# PROBLEM DESCRIPTION
Your answer should consist of the lines in the data below that contain "beige".

# PROVIDED INFORMATION
▬▬▬▬▬▬

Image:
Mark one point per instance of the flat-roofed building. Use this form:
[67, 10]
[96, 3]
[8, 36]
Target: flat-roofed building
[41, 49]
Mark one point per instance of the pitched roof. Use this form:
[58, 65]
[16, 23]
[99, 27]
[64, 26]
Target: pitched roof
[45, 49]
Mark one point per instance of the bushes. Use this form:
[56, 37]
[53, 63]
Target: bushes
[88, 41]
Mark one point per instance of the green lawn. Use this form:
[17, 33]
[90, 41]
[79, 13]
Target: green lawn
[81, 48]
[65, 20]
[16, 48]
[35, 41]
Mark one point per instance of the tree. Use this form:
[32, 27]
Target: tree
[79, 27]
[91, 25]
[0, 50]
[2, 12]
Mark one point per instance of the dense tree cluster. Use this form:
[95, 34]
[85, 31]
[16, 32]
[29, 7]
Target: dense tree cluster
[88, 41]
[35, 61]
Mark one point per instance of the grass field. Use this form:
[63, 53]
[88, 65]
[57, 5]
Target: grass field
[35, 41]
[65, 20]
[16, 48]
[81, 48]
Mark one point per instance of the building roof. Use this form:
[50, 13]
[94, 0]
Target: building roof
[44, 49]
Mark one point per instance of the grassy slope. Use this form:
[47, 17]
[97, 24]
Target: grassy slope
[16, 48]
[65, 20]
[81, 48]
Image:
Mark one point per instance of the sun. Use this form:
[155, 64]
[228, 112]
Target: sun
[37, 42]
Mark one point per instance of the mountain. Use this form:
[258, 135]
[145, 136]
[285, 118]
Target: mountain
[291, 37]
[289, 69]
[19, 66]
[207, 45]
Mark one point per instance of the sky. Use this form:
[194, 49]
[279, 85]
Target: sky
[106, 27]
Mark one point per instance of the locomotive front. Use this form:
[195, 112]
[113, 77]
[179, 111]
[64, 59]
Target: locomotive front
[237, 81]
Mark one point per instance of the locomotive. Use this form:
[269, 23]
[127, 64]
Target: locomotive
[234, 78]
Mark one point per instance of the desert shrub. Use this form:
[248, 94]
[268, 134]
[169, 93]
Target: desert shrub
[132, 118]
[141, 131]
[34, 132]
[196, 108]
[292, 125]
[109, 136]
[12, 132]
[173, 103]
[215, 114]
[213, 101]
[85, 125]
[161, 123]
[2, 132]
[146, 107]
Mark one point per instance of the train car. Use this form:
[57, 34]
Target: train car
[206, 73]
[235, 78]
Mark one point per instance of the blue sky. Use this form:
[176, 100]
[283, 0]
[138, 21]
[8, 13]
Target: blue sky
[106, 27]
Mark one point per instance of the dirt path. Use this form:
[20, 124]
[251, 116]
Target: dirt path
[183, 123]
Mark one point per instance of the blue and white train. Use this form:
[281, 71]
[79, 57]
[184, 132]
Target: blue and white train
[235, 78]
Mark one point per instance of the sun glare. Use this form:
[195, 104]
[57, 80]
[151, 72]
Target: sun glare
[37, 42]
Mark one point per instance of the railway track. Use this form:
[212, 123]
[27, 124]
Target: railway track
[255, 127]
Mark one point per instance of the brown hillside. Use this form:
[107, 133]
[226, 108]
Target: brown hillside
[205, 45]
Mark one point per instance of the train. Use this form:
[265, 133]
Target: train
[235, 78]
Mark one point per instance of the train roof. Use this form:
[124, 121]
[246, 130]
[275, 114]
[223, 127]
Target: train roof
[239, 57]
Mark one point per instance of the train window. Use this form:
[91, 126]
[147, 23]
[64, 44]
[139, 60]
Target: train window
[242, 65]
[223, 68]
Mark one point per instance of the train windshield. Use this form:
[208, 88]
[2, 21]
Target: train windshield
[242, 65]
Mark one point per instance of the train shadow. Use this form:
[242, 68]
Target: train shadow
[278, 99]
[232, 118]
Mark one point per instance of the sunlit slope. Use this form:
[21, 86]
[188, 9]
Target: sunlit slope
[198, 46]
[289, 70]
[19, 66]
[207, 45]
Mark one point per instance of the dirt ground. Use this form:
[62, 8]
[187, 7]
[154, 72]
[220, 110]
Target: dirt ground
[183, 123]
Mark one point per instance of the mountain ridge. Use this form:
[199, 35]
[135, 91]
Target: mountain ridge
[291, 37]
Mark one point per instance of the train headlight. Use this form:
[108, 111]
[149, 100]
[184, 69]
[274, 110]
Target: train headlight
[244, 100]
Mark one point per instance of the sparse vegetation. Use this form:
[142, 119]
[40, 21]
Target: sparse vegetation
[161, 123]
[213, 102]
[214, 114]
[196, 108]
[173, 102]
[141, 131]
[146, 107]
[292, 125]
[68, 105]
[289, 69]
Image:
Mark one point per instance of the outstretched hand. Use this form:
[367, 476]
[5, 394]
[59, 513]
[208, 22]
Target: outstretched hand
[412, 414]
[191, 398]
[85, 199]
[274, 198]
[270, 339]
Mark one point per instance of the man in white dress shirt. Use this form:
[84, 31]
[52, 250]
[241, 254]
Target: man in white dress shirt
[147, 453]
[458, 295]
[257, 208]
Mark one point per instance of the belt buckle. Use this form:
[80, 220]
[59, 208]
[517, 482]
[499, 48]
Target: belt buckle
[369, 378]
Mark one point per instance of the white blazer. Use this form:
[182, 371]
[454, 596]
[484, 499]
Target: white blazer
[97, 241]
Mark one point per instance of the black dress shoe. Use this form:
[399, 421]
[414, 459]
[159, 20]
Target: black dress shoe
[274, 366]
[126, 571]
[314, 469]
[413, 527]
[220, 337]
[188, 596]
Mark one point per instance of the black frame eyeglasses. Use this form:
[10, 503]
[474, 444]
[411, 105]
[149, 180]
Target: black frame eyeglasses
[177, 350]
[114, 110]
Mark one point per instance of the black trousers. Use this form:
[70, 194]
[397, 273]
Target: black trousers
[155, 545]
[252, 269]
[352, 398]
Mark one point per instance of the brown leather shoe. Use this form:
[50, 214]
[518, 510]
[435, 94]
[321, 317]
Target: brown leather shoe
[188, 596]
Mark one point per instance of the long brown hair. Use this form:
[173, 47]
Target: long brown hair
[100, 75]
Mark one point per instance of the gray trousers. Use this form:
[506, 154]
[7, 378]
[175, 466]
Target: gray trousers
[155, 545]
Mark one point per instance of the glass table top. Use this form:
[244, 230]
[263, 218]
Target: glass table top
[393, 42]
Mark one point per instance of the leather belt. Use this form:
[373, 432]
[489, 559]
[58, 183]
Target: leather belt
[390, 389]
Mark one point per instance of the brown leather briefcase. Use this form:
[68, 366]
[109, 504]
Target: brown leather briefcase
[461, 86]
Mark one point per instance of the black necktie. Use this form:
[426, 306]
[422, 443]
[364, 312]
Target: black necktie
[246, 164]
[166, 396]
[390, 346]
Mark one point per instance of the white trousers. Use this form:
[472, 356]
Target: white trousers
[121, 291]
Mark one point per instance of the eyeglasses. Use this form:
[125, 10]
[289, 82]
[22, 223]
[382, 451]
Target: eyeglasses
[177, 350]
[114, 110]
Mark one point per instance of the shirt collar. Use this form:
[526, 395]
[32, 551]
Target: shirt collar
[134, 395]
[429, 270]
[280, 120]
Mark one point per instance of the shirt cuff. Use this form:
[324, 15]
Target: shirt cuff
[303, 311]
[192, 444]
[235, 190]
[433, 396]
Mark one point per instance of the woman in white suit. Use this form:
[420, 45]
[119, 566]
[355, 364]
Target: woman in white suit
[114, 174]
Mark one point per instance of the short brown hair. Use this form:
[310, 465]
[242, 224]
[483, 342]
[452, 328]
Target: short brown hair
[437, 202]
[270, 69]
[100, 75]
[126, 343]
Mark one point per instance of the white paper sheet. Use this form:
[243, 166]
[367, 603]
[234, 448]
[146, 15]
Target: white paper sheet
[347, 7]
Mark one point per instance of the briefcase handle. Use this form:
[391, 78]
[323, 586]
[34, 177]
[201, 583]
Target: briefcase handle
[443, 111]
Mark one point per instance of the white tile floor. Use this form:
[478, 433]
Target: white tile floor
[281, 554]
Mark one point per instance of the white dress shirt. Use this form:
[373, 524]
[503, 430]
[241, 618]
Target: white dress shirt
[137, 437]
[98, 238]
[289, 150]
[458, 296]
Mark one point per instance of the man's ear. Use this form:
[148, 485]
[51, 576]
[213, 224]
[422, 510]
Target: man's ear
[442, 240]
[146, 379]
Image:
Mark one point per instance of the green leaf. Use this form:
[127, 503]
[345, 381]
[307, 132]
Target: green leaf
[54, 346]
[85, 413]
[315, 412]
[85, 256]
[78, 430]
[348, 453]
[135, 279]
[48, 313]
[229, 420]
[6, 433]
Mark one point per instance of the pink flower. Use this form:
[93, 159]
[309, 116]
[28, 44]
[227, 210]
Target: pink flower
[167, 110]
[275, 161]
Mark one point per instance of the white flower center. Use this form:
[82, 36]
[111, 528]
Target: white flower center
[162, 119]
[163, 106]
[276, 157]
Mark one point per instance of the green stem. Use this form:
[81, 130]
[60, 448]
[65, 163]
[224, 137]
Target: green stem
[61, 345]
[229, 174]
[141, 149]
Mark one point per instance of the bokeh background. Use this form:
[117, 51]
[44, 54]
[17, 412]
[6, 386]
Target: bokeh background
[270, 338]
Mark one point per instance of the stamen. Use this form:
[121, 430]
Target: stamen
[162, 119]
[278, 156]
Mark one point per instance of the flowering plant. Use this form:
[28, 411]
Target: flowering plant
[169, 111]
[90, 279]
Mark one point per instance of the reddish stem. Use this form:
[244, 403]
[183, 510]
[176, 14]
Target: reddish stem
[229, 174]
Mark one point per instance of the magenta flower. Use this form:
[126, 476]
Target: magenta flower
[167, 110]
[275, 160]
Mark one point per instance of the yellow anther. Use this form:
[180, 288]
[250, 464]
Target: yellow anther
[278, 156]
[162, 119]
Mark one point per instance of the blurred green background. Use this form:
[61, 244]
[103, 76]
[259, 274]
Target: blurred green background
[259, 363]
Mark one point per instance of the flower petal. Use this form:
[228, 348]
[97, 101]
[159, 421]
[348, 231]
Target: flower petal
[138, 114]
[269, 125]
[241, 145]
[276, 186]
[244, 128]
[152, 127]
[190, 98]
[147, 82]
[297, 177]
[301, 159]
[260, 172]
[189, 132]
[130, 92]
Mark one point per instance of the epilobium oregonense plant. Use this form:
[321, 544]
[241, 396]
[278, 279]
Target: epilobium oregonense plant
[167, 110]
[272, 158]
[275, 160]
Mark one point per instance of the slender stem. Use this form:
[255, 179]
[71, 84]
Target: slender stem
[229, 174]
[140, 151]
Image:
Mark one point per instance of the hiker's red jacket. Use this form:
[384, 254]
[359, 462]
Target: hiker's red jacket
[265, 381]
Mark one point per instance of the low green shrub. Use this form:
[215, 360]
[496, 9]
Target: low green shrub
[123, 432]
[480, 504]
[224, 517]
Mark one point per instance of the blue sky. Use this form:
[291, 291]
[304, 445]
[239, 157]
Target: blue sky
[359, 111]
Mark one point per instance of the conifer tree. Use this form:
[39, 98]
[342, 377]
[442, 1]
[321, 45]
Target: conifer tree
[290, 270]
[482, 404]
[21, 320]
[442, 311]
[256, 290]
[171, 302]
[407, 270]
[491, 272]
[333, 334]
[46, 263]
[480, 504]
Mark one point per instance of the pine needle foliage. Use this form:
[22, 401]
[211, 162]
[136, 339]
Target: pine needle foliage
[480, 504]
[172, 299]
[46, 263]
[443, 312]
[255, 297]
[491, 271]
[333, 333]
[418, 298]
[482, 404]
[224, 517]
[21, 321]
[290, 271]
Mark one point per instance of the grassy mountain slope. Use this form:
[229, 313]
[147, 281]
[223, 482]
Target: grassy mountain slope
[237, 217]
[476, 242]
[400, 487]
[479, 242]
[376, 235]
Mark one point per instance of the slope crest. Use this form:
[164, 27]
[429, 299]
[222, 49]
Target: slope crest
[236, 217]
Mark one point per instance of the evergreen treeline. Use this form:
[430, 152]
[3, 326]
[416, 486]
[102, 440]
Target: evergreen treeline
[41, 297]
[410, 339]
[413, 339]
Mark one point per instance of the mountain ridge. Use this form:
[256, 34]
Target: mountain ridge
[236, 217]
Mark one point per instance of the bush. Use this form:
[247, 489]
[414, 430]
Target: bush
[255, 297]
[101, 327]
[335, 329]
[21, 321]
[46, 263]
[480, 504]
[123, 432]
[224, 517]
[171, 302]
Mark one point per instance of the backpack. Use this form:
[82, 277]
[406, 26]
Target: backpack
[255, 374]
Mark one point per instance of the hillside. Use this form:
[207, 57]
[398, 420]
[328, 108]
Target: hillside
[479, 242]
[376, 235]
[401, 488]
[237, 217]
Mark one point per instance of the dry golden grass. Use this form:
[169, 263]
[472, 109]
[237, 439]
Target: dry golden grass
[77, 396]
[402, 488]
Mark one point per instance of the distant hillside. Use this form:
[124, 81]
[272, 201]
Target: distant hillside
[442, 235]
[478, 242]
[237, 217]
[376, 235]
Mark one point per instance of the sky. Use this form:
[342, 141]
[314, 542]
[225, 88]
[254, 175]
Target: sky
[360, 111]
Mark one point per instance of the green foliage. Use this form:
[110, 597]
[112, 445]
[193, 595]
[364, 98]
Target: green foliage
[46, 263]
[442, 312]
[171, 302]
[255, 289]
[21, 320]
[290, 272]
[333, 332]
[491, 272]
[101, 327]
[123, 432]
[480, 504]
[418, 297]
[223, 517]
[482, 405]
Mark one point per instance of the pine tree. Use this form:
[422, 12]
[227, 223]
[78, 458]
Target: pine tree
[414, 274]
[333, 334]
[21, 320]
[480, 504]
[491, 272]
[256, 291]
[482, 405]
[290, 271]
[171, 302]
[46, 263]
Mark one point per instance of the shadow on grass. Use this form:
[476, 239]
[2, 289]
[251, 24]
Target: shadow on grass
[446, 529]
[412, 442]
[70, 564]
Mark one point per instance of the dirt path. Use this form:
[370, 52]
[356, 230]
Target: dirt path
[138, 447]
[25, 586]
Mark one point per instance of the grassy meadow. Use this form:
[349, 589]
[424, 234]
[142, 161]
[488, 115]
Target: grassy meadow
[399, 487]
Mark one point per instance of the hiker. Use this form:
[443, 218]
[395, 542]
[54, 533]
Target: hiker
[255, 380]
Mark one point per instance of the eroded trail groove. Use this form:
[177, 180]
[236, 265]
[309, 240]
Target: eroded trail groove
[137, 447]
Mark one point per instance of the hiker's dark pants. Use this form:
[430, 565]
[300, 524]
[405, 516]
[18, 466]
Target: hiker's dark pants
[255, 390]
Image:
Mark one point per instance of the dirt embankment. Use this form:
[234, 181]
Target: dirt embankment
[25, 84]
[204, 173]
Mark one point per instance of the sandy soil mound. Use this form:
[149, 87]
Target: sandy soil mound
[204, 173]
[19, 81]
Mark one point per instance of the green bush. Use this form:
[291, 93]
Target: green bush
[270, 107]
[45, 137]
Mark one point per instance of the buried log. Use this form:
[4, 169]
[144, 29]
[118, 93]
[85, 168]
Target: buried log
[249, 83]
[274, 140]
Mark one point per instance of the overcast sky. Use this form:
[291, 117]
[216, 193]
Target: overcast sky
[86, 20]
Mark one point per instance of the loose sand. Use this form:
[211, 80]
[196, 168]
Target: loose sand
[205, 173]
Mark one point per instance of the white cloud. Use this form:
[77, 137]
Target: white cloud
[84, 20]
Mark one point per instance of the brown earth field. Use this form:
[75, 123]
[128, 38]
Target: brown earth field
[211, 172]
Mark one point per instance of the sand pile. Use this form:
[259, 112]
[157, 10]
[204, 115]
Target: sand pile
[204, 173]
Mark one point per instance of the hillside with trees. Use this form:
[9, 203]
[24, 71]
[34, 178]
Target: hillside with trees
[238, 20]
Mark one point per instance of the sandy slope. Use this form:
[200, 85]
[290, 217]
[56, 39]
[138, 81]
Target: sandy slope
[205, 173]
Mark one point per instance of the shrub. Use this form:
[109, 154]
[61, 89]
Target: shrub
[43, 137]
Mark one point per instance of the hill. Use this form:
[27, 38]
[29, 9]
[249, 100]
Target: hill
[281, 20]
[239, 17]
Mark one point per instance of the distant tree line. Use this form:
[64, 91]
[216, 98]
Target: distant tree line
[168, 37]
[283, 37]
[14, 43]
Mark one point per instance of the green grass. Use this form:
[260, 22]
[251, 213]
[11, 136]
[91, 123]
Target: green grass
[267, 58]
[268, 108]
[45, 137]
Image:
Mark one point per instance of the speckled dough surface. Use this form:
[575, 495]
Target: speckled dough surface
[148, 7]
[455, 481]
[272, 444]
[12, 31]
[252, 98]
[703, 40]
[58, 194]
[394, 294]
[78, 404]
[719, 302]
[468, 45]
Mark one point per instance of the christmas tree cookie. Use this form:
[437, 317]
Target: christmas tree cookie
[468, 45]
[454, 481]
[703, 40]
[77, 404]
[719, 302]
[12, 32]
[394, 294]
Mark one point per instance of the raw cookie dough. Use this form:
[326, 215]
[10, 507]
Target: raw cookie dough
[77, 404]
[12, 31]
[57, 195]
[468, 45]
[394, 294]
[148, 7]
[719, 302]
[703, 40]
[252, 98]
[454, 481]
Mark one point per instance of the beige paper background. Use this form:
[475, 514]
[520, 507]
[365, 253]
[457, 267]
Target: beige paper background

▬▬▬▬▬▬

# WRITTEN RESPONSE
Mark one point per instance of the beige paper background. Use this form:
Target: beige paper background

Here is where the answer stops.